Source extract —
Beyond simplicity, this native approach offers superior performance and reliability. Because the mutations are in-process, the kube-apiserver can introspect changes to optimize execution order and safely re-run policies to ensure idempotency. While it does not aim for 100% feature parity with webhooks, specifically excluding external calls, it covers the vast majority of common use cases while providing a safety field to validate that mutations remain consistent. This move effectively brings the power and efficiency of ValidatingAdmissionPolicies to the mutation phase, creating a more robust and integrated policy management framework within the Kubernetes ecosystem.
#5647 Stale Controller Mitigation
Stage: Net New to Alpha
Feature group: sig-api-machinery
This proposal introduces a mechanism to mitigate controller staleness in Kubernetes by allowing controllers to detect when their local cache lags behind the API server. Currently, controllers in the kube-controller-manager (KCM) rely on eventually consistent watch streams, which can lead to spurious reconciles or incorrect decisions (like scaling or deleting resources) based on outdated data. To solve this, the enhancement proposes an opt-in read-after-write guarantee. By tracking the Resource Version (RV) of objects after a write and updating the ResourceEventHandlerFuncs with a new BookmarkFunc, controllers can verify if their previous changes have propagated to the local cache before proceeding with the next reconciliation.
In practice, this logic will be integrated into the core processing loops of sensitive controllers, such as the DaemonSet controller. If a controller determines that its cache has not yet caught up to its last-written state, it will skip and requeue the object with exponential backoff rather than performing a potentially erroneous reconcile. This targeted approach ensures consistency for specific resources without imposing a global performance penalty, though it requires careful handling of edge cases like controller restarts and cache resyncs to prevent permanent reconciliation stalls.

Referring expression dataset:
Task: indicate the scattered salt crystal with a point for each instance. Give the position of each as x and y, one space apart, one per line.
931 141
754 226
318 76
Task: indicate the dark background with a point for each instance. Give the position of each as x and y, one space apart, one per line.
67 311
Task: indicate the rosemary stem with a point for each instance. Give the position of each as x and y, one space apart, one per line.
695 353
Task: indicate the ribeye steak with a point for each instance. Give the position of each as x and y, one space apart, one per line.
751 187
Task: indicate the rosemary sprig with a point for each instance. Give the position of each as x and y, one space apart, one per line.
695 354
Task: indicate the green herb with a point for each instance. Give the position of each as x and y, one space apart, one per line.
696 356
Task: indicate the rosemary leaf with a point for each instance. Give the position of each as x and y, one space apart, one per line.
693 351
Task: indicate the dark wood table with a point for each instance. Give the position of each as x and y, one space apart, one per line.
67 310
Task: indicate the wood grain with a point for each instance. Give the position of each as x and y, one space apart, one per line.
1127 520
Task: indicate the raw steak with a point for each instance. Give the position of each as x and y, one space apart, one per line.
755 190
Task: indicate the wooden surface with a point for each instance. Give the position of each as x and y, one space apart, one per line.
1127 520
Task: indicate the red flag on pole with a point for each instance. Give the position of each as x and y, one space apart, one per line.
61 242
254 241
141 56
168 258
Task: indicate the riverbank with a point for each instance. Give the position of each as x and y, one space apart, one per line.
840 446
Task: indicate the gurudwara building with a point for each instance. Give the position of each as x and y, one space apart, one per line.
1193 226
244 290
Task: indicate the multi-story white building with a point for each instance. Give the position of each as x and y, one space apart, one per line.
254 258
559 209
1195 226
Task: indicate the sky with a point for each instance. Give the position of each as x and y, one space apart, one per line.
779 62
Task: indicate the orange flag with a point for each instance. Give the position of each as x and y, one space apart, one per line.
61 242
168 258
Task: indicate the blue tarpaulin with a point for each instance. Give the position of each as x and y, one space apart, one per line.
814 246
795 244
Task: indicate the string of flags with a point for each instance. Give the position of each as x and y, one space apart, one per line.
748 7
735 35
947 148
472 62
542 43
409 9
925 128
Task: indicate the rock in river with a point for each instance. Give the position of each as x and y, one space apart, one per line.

Prompt —
Reproduce the Kubernetes enhancement notes word for word from "Beyond simplicity, this" up to and including "the Kubernetes ecosystem.".

Answer section —
Beyond simplicity, this native approach offers superior performance and reliability. Because the mutations are in-process, the kube-apiserver can introspect changes to optimize execution order and safely re-run policies to ensure idempotency. While it does not aim for 100% feature parity with webhooks, specifically excluding external calls, it covers the vast majority of common use cases while providing a safety field to validate that mutations remain consistent. This move effectively brings the power and efficiency of ValidatingAdmissionPolicies to the mutation phase, creating a more robust and integrated policy management framework within the Kubernetes ecosystem.